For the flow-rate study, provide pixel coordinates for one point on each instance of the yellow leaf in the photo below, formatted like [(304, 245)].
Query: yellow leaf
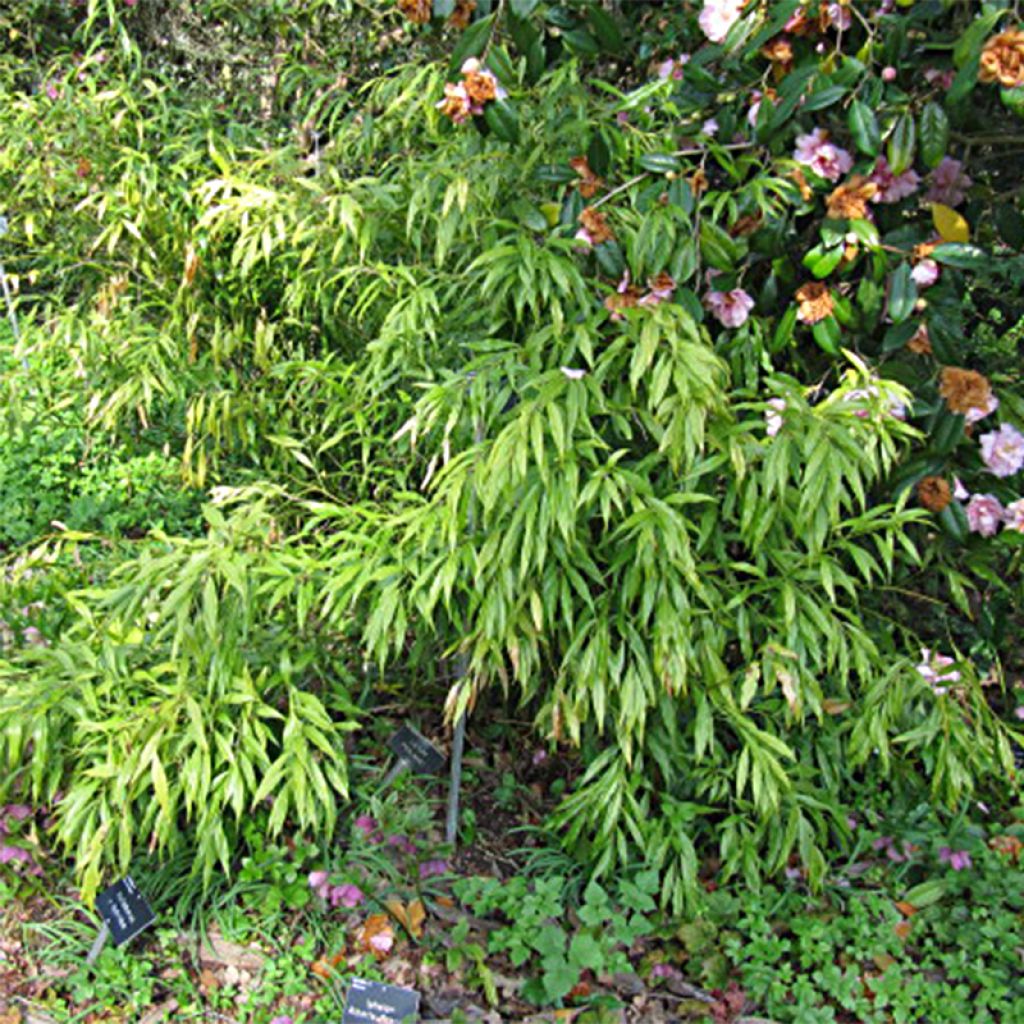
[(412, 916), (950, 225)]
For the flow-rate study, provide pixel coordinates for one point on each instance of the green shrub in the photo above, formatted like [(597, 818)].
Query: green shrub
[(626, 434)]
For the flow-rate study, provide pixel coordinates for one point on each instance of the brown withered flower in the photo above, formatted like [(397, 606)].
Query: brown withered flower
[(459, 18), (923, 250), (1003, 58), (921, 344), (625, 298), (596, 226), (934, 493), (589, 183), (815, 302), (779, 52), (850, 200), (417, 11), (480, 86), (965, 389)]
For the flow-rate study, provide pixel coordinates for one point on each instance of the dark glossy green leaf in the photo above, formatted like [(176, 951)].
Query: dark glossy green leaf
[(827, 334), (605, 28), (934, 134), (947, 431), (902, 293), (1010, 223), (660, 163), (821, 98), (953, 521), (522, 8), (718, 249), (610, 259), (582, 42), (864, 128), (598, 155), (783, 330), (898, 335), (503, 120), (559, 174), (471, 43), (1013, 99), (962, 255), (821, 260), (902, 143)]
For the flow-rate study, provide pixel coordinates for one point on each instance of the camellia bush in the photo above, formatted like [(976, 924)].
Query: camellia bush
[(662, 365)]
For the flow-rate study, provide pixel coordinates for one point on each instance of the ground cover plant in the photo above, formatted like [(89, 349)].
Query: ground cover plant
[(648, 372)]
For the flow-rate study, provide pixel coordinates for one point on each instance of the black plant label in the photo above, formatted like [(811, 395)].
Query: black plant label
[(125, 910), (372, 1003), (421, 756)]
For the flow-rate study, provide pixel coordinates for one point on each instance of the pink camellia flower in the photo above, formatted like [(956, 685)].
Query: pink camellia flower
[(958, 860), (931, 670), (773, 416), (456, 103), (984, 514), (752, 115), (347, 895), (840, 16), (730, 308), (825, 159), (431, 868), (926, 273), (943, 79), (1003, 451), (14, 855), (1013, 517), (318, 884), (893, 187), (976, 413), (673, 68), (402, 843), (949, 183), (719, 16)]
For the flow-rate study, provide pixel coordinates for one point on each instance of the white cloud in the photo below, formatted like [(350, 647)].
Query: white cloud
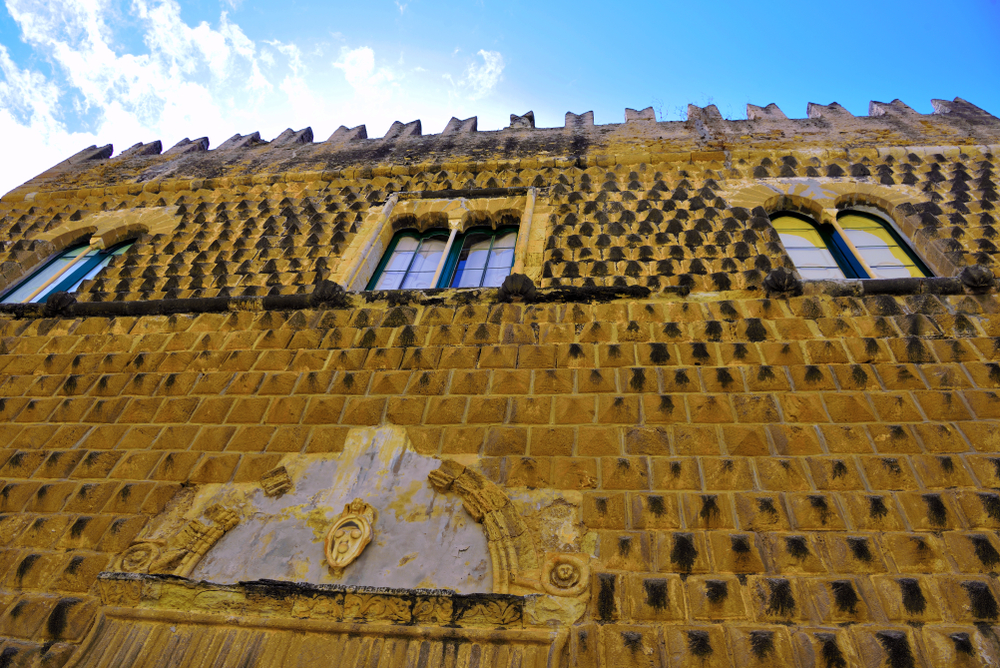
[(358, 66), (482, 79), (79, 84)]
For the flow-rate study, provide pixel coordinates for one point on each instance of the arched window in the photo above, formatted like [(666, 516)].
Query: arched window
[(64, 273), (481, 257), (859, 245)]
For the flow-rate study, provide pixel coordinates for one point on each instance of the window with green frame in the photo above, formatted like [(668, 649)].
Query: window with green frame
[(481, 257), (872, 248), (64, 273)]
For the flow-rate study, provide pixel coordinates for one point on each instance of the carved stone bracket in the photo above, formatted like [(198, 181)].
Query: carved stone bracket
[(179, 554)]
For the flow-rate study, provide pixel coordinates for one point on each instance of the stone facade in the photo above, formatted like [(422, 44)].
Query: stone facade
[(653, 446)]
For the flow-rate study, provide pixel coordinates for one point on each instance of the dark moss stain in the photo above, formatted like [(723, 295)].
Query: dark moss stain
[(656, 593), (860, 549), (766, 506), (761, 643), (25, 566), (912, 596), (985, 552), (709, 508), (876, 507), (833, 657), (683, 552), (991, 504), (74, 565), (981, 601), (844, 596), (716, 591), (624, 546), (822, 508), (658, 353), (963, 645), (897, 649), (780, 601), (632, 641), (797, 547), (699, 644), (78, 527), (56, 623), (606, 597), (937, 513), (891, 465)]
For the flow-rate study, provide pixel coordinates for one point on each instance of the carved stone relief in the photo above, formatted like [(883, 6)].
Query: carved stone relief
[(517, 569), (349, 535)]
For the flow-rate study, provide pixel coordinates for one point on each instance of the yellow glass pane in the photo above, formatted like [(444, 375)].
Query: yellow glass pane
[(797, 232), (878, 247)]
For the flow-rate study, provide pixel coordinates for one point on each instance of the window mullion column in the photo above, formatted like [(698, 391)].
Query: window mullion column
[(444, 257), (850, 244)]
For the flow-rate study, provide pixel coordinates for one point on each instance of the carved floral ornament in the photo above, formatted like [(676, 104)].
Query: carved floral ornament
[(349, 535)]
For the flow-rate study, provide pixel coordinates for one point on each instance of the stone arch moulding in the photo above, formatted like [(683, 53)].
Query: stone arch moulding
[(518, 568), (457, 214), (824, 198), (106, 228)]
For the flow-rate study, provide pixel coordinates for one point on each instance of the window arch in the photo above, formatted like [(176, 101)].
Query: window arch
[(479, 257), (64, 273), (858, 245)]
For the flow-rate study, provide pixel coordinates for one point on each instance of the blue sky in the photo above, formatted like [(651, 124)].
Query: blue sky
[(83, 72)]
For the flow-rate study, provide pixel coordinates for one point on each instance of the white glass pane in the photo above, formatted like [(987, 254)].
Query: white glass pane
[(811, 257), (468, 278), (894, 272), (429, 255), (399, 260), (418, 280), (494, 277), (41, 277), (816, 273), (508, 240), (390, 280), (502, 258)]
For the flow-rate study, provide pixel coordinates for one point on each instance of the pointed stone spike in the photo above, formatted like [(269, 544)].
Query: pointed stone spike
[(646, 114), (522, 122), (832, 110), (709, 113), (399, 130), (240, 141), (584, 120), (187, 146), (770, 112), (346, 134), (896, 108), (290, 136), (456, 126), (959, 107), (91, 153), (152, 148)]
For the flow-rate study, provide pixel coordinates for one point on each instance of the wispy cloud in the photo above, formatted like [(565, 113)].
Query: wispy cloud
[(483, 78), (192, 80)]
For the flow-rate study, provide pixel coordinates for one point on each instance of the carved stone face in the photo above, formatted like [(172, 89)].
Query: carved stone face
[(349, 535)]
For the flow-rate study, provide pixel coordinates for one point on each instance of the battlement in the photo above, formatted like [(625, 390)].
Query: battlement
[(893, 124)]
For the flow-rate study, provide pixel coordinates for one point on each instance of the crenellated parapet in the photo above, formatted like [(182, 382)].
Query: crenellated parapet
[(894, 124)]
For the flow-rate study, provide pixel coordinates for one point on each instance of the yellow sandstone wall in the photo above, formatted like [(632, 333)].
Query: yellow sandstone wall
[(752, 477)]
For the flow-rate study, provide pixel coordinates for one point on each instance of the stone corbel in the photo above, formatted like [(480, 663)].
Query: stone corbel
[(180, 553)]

Do this
Copy the items above verbatim, from the line containing "like [(987, 254)]." through the line containing "153), (152, 148)]", including both of those lines.

Result for this task
For the flow-rate study, provide pixel coordinates for one point on each instance of the white glass pane in the photo above, formatted like [(987, 254)].
Query: white glass pane
[(811, 257), (468, 278), (894, 272), (429, 255), (399, 260), (418, 280), (494, 277), (41, 277), (816, 273), (508, 240), (390, 280), (502, 258)]
For the flow-rate study, provide pixel coordinates for one point on each instance of the pointed stone spike in the photo above, formatted like [(269, 544)].
Query: pointed stone spike
[(646, 114), (522, 122), (832, 110), (709, 113), (399, 130), (240, 141), (584, 120), (187, 146), (770, 112), (346, 134), (896, 108), (290, 136), (456, 126), (959, 107), (91, 153), (152, 148)]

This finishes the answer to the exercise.